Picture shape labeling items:
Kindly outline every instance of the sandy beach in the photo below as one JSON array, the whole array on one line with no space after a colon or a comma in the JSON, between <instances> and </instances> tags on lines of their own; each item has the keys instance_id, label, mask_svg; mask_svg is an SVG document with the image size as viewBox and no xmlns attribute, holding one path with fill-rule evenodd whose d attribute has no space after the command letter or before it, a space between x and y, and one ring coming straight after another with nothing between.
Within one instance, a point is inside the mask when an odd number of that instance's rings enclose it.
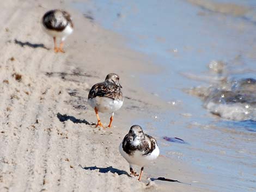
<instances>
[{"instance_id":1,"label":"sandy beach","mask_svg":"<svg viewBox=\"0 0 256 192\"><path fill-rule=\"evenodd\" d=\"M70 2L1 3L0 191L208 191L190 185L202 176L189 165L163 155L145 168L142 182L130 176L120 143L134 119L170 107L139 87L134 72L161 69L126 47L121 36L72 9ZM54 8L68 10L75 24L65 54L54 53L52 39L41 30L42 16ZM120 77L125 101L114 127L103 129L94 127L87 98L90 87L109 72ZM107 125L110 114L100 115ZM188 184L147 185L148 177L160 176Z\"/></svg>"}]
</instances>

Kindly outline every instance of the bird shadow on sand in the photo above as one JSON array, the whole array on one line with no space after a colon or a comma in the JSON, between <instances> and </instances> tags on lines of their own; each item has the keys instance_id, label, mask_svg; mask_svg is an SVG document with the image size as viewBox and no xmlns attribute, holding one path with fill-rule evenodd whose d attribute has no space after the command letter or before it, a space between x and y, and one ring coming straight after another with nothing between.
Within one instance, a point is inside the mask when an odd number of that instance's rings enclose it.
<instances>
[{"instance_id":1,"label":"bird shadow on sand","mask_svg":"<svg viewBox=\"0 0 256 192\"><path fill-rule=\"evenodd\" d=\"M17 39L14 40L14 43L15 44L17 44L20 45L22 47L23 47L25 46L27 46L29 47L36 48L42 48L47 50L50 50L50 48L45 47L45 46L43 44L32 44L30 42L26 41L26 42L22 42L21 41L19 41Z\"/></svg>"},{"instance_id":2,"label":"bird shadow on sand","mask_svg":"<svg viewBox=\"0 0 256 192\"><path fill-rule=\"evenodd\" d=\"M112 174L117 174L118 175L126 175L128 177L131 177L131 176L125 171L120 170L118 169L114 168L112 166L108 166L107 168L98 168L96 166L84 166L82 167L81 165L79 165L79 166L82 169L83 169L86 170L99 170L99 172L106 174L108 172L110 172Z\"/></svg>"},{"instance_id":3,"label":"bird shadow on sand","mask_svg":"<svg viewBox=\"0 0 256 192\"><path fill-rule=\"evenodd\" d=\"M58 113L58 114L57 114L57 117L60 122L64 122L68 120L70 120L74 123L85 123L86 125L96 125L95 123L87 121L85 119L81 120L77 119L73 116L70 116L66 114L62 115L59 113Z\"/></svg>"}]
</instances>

--

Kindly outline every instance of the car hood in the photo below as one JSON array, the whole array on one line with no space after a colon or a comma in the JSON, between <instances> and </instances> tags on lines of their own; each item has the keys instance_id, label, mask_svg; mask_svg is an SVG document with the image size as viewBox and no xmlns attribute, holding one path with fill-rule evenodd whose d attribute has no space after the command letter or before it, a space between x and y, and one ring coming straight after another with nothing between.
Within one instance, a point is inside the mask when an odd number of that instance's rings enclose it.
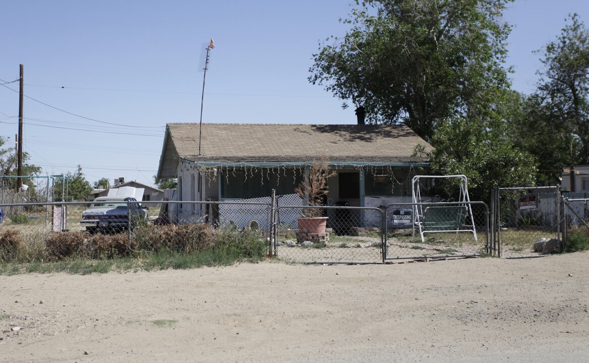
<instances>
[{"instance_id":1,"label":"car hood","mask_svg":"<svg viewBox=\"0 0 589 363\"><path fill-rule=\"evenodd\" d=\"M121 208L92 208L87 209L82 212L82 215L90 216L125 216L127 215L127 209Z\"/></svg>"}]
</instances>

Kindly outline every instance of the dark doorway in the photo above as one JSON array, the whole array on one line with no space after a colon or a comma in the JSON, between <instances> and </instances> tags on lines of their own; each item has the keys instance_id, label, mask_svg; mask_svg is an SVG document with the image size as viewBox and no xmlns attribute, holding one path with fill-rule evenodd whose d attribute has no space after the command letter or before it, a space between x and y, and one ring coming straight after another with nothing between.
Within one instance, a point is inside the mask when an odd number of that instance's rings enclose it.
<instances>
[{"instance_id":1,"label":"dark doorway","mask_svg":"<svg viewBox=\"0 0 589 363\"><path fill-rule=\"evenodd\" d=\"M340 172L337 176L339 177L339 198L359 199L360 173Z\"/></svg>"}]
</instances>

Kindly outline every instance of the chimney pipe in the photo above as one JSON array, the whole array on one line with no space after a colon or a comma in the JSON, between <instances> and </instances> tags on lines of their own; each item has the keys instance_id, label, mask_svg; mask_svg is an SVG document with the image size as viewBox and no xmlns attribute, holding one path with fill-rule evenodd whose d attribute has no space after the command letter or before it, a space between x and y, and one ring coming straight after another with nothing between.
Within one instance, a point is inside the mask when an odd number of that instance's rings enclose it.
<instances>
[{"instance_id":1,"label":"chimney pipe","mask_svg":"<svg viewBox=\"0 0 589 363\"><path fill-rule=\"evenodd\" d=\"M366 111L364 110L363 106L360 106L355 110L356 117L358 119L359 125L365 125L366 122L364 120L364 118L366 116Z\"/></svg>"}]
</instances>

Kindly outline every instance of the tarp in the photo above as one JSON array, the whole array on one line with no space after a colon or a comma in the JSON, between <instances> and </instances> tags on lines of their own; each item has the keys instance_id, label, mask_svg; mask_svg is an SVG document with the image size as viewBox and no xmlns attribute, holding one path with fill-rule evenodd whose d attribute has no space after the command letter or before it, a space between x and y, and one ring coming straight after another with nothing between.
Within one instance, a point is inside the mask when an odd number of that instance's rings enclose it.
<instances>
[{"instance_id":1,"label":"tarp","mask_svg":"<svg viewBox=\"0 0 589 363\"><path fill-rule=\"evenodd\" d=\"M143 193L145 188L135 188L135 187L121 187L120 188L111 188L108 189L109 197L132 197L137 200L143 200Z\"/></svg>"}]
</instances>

# [TO BE DONE]
Give only the number of lines in the data above that contain the string "pipe", counting case.

# [OUTPUT OF THE TASK]
2